BRIEF =>
Please return all lines in the listing holding the word "horse".
┌────────
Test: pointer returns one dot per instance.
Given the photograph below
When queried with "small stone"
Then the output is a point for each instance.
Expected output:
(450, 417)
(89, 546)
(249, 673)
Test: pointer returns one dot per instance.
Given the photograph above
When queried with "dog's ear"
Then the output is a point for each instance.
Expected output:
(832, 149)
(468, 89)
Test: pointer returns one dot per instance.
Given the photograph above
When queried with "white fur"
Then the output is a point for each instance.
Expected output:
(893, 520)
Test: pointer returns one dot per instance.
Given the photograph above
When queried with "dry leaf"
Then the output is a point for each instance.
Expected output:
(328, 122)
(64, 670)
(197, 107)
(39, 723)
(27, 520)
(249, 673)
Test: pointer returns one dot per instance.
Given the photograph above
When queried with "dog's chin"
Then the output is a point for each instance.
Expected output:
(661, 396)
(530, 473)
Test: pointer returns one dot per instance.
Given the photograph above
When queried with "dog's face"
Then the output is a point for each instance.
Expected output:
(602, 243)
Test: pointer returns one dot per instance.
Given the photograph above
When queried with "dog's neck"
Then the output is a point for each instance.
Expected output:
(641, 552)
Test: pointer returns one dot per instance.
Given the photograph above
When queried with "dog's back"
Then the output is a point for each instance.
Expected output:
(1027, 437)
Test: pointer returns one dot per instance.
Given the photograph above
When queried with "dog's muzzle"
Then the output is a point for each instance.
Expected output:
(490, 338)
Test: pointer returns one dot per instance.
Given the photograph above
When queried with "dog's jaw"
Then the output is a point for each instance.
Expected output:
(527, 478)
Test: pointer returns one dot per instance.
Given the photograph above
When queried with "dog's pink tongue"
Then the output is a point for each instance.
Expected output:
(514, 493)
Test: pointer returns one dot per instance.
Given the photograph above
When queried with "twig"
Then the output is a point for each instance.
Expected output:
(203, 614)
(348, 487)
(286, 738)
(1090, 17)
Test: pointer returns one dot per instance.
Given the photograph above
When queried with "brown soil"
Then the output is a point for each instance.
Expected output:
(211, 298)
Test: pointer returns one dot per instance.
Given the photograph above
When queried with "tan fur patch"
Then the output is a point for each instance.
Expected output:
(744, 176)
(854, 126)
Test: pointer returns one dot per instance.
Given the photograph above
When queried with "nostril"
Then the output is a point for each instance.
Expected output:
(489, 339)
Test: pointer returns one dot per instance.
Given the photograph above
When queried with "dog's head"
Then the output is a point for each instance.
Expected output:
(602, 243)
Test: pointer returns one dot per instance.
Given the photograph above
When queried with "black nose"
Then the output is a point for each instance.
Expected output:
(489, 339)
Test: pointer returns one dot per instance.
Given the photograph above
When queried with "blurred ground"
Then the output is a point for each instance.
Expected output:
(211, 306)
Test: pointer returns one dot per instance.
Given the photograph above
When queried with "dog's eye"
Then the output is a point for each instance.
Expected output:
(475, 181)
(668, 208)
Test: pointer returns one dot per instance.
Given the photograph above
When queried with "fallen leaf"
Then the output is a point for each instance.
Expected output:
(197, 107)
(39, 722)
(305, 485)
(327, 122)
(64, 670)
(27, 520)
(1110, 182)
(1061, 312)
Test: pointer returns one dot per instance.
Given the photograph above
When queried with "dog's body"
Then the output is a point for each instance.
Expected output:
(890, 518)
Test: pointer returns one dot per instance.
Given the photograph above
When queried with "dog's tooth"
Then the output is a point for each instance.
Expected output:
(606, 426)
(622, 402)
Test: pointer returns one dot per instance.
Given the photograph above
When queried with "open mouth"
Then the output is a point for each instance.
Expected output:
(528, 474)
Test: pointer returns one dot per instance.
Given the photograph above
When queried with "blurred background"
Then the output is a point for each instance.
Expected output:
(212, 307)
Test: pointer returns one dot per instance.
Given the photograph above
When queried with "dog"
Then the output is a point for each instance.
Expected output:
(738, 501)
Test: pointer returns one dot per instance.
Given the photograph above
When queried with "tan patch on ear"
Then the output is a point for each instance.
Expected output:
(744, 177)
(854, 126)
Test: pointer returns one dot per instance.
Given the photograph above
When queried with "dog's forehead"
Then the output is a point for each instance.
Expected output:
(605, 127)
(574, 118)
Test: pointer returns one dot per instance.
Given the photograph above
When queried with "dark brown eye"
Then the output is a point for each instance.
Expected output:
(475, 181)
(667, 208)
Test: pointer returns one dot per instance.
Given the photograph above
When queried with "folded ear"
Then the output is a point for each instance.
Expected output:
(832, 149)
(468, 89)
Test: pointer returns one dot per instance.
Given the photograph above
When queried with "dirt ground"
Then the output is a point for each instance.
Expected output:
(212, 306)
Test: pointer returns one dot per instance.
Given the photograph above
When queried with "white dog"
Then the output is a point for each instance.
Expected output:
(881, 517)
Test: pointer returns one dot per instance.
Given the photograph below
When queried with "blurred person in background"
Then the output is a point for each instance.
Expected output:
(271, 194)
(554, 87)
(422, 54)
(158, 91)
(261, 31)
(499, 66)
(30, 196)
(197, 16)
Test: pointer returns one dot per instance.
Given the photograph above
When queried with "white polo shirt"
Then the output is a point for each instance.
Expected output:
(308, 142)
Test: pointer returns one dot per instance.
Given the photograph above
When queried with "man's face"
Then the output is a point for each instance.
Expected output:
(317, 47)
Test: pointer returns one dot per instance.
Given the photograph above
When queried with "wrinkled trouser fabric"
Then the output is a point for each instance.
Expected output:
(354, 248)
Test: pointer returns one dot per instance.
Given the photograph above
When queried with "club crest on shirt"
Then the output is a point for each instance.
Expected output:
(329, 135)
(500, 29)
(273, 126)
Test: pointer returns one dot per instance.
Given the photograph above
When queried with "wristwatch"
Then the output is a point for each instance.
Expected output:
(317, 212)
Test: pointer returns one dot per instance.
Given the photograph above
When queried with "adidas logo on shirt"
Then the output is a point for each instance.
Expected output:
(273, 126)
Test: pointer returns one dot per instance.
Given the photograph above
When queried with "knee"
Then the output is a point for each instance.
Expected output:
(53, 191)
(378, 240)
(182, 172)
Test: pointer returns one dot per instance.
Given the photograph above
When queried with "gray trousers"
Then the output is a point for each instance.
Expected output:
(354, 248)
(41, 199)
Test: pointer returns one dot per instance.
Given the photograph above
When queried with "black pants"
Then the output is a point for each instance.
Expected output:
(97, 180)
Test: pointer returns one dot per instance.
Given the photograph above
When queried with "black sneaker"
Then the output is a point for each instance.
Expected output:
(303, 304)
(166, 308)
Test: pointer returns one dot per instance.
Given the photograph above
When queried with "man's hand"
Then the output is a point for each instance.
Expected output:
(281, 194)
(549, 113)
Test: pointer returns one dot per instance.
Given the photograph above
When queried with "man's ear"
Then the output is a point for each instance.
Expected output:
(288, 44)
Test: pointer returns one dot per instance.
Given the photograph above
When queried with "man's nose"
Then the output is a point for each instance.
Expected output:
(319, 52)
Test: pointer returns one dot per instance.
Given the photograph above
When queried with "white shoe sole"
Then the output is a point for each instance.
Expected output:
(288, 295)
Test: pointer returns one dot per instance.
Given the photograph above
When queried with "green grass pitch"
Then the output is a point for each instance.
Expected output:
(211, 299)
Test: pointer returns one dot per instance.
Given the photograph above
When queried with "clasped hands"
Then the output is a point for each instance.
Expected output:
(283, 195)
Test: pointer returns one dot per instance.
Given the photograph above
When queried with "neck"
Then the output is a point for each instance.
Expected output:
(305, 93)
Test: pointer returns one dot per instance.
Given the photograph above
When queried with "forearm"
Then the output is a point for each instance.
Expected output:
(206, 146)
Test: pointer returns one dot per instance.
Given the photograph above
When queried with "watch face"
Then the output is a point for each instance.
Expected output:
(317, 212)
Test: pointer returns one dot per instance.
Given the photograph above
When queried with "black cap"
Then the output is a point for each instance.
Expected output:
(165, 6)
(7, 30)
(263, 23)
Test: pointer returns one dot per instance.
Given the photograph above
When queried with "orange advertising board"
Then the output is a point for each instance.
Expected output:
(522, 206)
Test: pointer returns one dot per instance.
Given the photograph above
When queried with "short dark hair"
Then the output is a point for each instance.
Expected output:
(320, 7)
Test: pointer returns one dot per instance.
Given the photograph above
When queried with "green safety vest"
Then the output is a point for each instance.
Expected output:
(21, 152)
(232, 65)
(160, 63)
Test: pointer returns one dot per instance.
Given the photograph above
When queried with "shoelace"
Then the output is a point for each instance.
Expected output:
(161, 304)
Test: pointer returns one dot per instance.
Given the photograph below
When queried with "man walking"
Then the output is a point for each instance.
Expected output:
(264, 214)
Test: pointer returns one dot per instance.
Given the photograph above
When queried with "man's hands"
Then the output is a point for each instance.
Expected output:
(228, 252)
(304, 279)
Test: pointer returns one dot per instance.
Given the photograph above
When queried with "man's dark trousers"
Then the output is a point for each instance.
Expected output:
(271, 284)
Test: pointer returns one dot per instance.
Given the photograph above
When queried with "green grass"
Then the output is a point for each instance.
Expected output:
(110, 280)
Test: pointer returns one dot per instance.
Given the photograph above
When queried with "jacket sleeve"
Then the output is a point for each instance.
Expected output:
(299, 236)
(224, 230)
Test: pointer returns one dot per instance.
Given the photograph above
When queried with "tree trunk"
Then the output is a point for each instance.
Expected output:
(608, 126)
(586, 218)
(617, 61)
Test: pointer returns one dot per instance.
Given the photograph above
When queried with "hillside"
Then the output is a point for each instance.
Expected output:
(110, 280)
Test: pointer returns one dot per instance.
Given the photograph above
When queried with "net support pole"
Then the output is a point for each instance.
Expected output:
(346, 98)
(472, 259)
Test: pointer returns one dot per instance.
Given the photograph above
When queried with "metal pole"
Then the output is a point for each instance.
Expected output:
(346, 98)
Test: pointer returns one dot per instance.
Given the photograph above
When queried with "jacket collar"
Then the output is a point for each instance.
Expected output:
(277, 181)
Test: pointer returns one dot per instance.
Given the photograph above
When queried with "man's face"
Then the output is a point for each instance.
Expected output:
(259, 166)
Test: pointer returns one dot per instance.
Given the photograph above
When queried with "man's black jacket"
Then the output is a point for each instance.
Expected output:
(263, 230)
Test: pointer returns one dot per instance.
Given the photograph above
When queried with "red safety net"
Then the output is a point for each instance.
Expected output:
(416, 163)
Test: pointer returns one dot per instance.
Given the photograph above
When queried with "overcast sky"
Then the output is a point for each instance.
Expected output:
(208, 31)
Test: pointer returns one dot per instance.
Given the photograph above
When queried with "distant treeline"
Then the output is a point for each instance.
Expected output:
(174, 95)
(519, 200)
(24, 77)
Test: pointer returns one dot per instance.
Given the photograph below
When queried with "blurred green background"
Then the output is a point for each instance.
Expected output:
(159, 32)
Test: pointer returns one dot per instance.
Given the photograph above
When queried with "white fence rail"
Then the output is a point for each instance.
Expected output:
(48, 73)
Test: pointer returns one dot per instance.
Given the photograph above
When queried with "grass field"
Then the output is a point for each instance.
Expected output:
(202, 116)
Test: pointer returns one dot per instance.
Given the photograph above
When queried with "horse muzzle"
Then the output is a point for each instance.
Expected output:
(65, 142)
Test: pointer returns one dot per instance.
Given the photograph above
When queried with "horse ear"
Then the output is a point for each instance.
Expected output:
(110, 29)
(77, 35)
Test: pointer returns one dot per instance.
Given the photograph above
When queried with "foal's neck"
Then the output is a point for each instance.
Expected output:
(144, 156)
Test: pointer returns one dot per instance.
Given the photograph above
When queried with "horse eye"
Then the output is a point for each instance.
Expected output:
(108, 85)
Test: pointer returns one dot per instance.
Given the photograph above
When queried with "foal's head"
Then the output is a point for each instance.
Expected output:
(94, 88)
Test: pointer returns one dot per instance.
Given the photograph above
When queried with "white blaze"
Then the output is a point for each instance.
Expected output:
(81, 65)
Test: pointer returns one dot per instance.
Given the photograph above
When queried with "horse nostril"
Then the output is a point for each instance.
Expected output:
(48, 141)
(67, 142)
└────────
RESPONSE AREA =>
When queried with "horse muzzle"
When queried with "horse ear"
When queried with "horse eye"
When queried with "horse nostril"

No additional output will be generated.